begin DATA SUPPLIED
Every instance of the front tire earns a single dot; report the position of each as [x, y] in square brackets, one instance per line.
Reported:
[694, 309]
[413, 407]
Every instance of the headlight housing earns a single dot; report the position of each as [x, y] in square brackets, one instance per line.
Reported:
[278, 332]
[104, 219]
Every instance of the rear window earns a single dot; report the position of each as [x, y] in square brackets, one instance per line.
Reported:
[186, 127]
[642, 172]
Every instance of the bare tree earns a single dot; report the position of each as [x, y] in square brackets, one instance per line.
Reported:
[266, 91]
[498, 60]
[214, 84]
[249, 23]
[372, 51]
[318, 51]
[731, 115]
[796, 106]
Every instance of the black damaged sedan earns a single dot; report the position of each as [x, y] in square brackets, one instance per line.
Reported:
end DATA SUPPLIED
Shift every answer coordinate in the records above by adding 11 to both its x and y values, and reproduce all the lines, requests included.

Every instance of the front tire earns a single dot; report the position of each as [x, y] in square brackets, one instance per line.
Reported:
[705, 320]
[424, 418]
Every instance of the headlight housing earns a single dot; report the position of each as [x, y] in square brackets, one instance per line.
Reported:
[289, 343]
[115, 230]
Every instance of the rear window earns a single dot; report the position of each as [x, y] in square brackets, one instance per line.
Reported:
[197, 138]
[653, 183]
Every instance of the bare tree earns a single dot; report the position of each as [x, y] in square brackets, one instance per line.
Reported:
[277, 102]
[509, 71]
[225, 95]
[260, 34]
[383, 62]
[329, 62]
[742, 126]
[807, 117]
Every instance of the black damaged sedan earns a single dot; report the position of each as [x, y] in square brackets, one instance per line.
Reported:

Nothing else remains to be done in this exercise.